## Requirement
Please reproduce the items without any change, from the line containing "Might I ask you to indicate the sky" through the end of the items, with both ends included. Leave the pictures out of your answer.

Recorded data

▶

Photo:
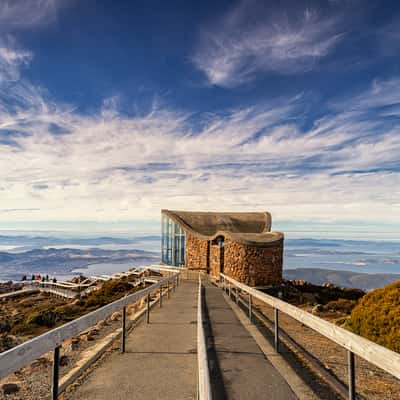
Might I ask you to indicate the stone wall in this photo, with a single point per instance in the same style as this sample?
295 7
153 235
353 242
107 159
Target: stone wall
254 265
196 252
215 259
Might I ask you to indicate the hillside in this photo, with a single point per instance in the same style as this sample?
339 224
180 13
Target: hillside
377 316
52 261
348 279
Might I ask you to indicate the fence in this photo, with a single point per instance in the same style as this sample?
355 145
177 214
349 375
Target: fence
204 386
378 355
19 356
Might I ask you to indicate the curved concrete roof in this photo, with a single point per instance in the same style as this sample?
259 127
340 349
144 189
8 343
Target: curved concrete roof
253 228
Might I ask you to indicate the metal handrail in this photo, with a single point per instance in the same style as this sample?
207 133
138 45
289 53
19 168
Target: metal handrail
204 385
376 354
19 356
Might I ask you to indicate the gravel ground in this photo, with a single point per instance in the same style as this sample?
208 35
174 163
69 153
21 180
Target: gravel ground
34 380
371 382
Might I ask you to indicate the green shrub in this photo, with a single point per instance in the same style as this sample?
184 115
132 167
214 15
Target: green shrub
44 318
377 316
342 305
110 291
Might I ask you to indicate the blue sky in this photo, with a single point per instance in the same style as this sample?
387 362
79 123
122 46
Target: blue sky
110 111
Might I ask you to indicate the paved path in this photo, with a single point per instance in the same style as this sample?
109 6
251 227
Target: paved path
160 360
240 370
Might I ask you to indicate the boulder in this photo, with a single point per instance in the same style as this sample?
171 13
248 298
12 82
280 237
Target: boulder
10 388
72 344
64 360
116 316
317 309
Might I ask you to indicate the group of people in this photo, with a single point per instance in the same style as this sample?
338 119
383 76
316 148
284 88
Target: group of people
39 278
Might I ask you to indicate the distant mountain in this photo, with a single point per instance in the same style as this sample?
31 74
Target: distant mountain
61 261
39 241
349 279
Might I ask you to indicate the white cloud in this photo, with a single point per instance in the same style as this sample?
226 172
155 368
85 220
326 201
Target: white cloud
58 164
112 167
11 60
27 13
248 41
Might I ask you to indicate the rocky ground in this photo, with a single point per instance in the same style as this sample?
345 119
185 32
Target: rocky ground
34 381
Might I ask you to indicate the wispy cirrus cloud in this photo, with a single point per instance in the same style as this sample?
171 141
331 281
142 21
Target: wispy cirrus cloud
111 166
17 14
11 59
251 39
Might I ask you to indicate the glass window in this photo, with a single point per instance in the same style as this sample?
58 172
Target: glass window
172 242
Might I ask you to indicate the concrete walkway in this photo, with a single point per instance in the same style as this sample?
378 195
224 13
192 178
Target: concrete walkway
160 360
239 369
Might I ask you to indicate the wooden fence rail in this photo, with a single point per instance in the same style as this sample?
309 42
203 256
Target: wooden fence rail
380 356
204 385
19 356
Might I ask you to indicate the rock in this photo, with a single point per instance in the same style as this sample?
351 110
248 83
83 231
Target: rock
10 388
309 298
72 344
64 360
116 316
317 309
101 324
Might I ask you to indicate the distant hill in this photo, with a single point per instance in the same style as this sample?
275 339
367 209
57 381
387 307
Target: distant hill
39 241
349 279
53 261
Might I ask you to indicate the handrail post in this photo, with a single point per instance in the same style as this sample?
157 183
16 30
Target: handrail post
56 368
123 330
148 308
250 308
276 326
352 376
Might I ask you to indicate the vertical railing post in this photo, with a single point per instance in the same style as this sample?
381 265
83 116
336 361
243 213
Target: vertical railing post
56 368
250 308
352 376
123 329
148 307
276 314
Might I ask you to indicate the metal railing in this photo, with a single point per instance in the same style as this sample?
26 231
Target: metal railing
380 356
204 386
19 356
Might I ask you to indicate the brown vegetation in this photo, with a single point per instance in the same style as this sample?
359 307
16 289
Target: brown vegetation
31 316
377 316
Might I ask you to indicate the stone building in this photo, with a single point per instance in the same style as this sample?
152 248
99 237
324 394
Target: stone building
240 245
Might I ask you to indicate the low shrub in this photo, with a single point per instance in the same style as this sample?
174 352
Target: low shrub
377 316
342 305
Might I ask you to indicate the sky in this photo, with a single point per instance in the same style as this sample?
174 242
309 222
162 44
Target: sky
111 111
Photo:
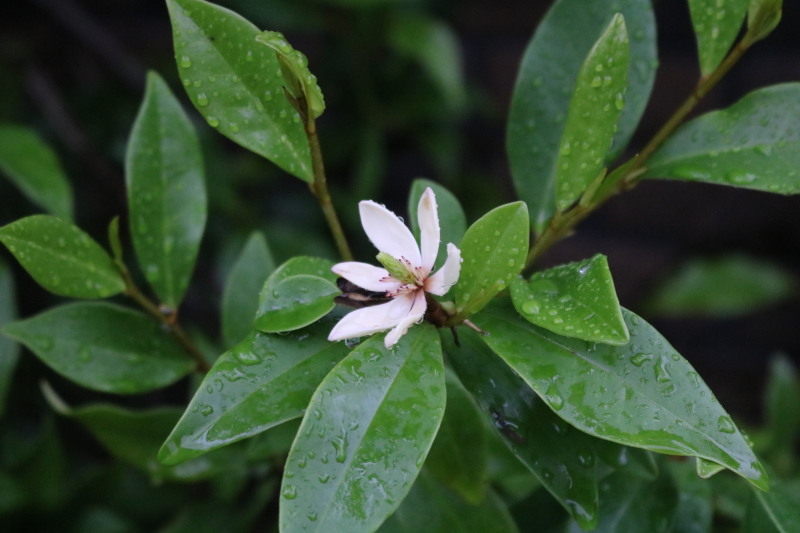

◀

## Result of this exercise
Might I ask you to indicate the sky in this photo, with a single point per instance in the same style as this sample?
174 242
309 222
162 44
Target: sky
111 111
Photo:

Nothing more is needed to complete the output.